- _SUPPLIED INFORMATION_:
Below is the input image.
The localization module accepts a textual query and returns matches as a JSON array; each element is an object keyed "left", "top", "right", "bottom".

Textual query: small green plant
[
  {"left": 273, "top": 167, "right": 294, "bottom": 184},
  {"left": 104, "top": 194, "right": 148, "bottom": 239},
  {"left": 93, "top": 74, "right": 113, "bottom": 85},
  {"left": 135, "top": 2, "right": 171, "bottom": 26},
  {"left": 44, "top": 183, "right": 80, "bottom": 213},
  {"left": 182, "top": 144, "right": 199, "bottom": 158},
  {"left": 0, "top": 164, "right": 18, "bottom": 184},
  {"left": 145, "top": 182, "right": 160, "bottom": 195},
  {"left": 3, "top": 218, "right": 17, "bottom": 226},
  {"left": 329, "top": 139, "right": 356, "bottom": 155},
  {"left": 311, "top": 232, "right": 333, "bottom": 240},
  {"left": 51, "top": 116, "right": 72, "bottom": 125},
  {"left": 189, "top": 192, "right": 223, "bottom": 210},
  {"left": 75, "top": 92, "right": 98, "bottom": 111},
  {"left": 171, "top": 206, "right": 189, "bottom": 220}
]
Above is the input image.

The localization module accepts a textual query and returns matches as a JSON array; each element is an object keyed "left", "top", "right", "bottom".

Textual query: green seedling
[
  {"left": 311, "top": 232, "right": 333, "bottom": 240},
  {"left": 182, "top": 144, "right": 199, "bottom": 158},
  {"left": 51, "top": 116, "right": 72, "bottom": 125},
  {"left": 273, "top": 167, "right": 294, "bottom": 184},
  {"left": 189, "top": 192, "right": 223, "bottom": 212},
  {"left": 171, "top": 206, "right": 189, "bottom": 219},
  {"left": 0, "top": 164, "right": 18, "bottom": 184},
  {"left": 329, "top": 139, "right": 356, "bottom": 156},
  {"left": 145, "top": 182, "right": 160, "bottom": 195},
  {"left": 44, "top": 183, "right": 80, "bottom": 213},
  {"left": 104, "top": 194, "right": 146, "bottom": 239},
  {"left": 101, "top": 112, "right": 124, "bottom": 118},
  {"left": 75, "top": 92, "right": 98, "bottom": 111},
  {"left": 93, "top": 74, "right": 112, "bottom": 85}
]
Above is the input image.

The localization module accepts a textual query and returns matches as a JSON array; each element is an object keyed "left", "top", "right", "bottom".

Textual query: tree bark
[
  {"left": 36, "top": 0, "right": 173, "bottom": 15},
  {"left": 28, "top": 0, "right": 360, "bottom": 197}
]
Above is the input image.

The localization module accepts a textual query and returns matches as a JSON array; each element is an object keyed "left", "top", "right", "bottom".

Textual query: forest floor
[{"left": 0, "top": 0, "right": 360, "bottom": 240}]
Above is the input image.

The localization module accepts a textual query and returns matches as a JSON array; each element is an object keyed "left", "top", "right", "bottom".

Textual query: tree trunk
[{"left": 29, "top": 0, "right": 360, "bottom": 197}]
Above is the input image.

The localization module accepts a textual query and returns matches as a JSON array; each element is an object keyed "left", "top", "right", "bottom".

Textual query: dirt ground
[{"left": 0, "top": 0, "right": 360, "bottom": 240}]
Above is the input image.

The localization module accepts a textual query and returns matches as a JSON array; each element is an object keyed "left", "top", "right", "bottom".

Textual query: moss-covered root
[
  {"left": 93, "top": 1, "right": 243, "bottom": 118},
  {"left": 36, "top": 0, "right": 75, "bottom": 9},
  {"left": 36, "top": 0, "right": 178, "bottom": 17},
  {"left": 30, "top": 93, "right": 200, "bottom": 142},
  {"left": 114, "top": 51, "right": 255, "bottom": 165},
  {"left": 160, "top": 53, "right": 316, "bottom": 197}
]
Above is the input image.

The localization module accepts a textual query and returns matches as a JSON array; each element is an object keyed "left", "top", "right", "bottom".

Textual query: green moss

- _WORK TO DO_: Count how many lines of the data contain the string "tree". Give only the number.

- _ANSWER TO THE EXERCISE_: 2